■ **TASK 1**
In the records, change "square brackets" to "curly braces" in the lines between the one holding "Each instance of the white ox" and the one holding "[(110, 92), (48, 55)]", inclusive, and give those lines back with nothing else altered. Leave the pictures out of your answer.
-- Start GIVEN PASSAGE --
The idols of the nations are but silver and gold,
The work of man’s hands.
They have mouths, but they do not speak;
They have eyes, but they do not see;
They have ears, but they do not hear,
Nor is there any breath at all in their mouths.
Those who make them will be like them,
Yes, everyone who trusts in them.
(Psalm 135:15-18)

The psalmist’s damning conclusion leaps out at us: Idol worshipers become like the idols they worship—deaf and blind. And I think that is God’s answer to my question: To the extent that our lives are focused on idols, we are deaf and blind to the things of God. In this world we have a choice: to surrender to God or to be enslaved by a selection of other gods and idols carefully tailored to tickle our fancies. It’s a principle of the spiritual life that if we want to grow in spiritual discernment we need to ditch our idols and worship God alone.

The tiny idols that hide or camouflage themselves are the hardest to remove. Jesus shocked the religious leaders when He said they couldn’t hear God’s words because they were not of God.3 Surely those men devoted every inch and ounce of themselves to God didn’t they? But no, self-righteousness and spiritual pride are carefully camouflaged idols basking against a colorful religious backdrop. Such idols take many forms.
-- End GIVEN PASSAGE --
-- Start MATERIAL FOR THIS TASK --
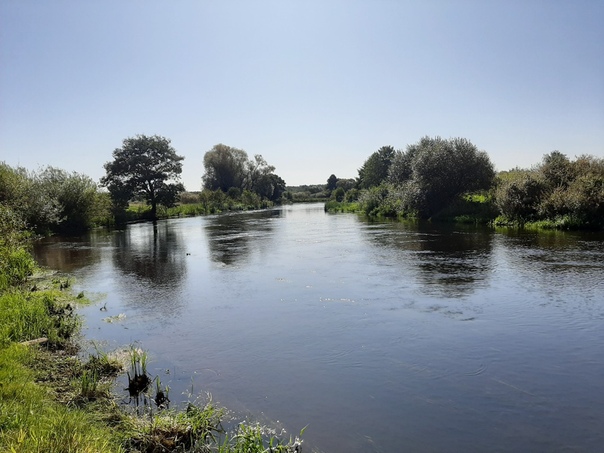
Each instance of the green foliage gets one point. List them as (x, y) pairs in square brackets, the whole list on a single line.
[(225, 167), (228, 169), (518, 198), (51, 200), (338, 194), (332, 182), (375, 169), (352, 195), (16, 264), (559, 193), (434, 173), (146, 167), (254, 439), (382, 200)]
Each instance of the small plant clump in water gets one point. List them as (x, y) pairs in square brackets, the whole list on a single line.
[(139, 381)]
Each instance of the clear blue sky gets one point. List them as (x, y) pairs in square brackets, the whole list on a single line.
[(315, 86)]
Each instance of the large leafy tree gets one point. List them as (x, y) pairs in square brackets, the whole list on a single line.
[(434, 172), (228, 168), (375, 169), (146, 167), (225, 167)]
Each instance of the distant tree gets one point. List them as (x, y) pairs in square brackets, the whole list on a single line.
[(257, 171), (434, 172), (375, 169), (271, 187), (338, 194), (557, 170), (225, 167), (346, 184), (332, 182), (50, 200), (519, 195), (146, 167), (74, 194)]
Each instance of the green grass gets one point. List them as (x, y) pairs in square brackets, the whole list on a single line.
[(31, 420), (53, 401), (342, 206)]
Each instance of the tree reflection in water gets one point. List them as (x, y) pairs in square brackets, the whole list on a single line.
[(233, 237), (449, 261), (154, 255)]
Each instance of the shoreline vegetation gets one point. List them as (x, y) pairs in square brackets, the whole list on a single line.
[(53, 399)]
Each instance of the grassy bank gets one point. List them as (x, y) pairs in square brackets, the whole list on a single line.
[(54, 400)]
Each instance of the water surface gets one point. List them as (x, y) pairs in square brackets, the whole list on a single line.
[(381, 336)]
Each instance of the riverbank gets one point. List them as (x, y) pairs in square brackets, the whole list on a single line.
[(54, 400)]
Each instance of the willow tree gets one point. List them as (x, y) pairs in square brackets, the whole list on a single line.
[(434, 172), (146, 167)]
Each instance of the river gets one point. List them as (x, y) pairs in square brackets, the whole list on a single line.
[(380, 336)]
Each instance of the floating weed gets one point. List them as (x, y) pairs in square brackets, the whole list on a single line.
[(258, 439), (161, 395), (138, 381), (116, 318)]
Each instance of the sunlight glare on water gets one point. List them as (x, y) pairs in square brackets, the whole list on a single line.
[(381, 336)]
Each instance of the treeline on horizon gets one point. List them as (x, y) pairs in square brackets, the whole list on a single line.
[(434, 179), (451, 179)]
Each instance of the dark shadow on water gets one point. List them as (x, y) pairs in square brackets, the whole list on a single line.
[(233, 237), (154, 253), (449, 261), (67, 254)]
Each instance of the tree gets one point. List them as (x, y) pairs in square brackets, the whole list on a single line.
[(74, 195), (557, 170), (375, 169), (332, 182), (257, 171), (146, 167), (434, 172), (225, 167)]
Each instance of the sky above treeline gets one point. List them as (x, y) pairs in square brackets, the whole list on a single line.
[(315, 86)]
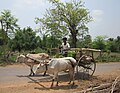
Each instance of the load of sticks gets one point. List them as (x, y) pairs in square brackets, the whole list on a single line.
[(113, 87)]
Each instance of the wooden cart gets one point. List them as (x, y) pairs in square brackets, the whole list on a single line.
[(85, 59)]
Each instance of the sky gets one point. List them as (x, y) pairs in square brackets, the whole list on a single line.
[(105, 13)]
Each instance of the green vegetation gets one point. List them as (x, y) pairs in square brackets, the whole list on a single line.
[(68, 19)]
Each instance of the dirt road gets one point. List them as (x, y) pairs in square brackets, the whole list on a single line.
[(15, 79)]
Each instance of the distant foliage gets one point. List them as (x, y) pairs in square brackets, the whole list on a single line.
[(24, 40)]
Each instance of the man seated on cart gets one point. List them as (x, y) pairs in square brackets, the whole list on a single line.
[(65, 47)]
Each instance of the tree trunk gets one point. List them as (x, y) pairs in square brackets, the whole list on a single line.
[(74, 39)]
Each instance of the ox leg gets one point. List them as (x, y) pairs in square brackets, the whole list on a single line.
[(71, 72), (55, 77), (44, 73), (31, 71), (57, 80)]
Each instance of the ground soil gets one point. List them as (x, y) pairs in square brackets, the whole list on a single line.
[(13, 80)]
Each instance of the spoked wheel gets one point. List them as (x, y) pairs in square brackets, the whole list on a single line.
[(86, 64)]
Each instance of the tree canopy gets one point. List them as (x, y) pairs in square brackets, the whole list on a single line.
[(66, 19)]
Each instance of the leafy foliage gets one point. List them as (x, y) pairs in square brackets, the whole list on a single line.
[(63, 19), (24, 40)]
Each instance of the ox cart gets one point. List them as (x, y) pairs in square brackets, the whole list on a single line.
[(85, 59)]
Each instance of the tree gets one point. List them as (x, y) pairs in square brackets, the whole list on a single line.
[(8, 25), (69, 18), (24, 40), (99, 42)]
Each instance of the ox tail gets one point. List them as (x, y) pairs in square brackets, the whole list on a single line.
[(73, 64)]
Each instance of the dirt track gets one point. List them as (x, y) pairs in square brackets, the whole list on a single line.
[(14, 79)]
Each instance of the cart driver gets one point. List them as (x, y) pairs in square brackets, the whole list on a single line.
[(65, 47)]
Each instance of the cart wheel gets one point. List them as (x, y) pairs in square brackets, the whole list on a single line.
[(88, 67)]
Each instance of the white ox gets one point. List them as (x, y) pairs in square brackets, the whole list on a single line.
[(32, 59), (57, 65)]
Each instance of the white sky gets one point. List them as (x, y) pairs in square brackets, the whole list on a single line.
[(106, 14)]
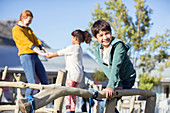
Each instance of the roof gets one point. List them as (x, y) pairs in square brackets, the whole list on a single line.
[(9, 57)]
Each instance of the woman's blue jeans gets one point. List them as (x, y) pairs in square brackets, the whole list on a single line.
[(33, 66)]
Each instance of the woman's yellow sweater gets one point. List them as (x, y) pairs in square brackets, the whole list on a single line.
[(25, 40)]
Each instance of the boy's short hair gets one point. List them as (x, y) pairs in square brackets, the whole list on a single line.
[(100, 25)]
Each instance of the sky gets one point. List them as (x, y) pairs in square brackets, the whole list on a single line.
[(54, 20)]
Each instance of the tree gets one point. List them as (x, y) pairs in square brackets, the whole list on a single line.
[(135, 33)]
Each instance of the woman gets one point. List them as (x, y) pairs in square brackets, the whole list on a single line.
[(28, 49)]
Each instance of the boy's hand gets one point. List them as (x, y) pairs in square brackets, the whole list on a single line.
[(110, 92), (48, 55)]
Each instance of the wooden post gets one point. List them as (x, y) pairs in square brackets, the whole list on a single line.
[(17, 77), (58, 103), (4, 73), (96, 105), (110, 106)]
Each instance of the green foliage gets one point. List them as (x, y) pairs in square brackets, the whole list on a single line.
[(99, 76), (147, 81), (149, 50)]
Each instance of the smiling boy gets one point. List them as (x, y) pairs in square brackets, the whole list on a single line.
[(111, 54)]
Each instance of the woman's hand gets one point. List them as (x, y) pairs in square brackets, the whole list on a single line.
[(110, 92)]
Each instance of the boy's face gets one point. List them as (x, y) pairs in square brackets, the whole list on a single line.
[(104, 38)]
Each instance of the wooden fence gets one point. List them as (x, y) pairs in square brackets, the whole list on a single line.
[(56, 92)]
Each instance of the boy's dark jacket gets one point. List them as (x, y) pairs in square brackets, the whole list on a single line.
[(120, 67)]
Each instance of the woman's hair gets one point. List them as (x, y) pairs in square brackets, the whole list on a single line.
[(83, 36), (100, 25), (25, 14)]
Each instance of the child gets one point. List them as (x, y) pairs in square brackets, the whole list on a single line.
[(28, 49), (74, 64), (111, 54)]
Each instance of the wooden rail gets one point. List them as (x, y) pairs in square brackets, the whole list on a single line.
[(56, 92)]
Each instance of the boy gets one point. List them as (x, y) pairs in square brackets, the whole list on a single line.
[(111, 54)]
-- End MATERIAL FOR THIS TASK --
■ **TASK 2**
Copy the passage about idols between "The tiny idols" and "take many forms.", inclusive.

■ **CORRECT ANSWER 1**
Each instance of the white ox gets one point. List them as (x, y) pairs in curly braces, the whole list on a single line.
[(32, 59), (57, 65)]
Each instance of the white sky gets one point. List them as (x, y) pairs in curly braces, the whole list on a single line.
[(106, 14)]
Each instance of the roof gets one point. List them as (x, y) pairs in curly braces, the whole list on a single line.
[(9, 57)]
Each instance of the woman's blue jeans gets one point. List them as (x, y) pairs in curly braces, the whole list on a single line.
[(33, 66)]
Each instance of the woman's yellow sweater gets one point. List them as (x, y) pairs in curly braces, the whole list on a single line.
[(25, 40)]
Each instance of the boy's short hair gets one point. List them as (x, y) pairs in curly braces, the whole list on a single line.
[(100, 25)]
Each instance of the sky gets one point. List them as (x, y) pairs in curly braces, the whole list on a single line.
[(54, 20)]
Each instance of the tree gets one point. List them as (x, y) pairs in curly braces, the whole list on a single line.
[(135, 33)]
Each instance of the woman gets one point. List them as (x, y) pairs in curly braces, the whole list on a single line.
[(28, 49)]
Each instance of the boy's hand gets one point. List them as (x, y) pairs in curly braces, the whole list on a single line.
[(110, 92), (48, 55)]

■ **CORRECT ANSWER 2**
The tiny idols that hide or camouflage themselves are the hardest to remove. Jesus shocked the religious leaders when He said they couldn’t hear God’s words because they were not of God.3 Surely those men devoted every inch and ounce of themselves to God didn’t they? But no, self-righteousness and spiritual pride are carefully camouflaged idols basking against a colorful religious backdrop. Such idols take many forms.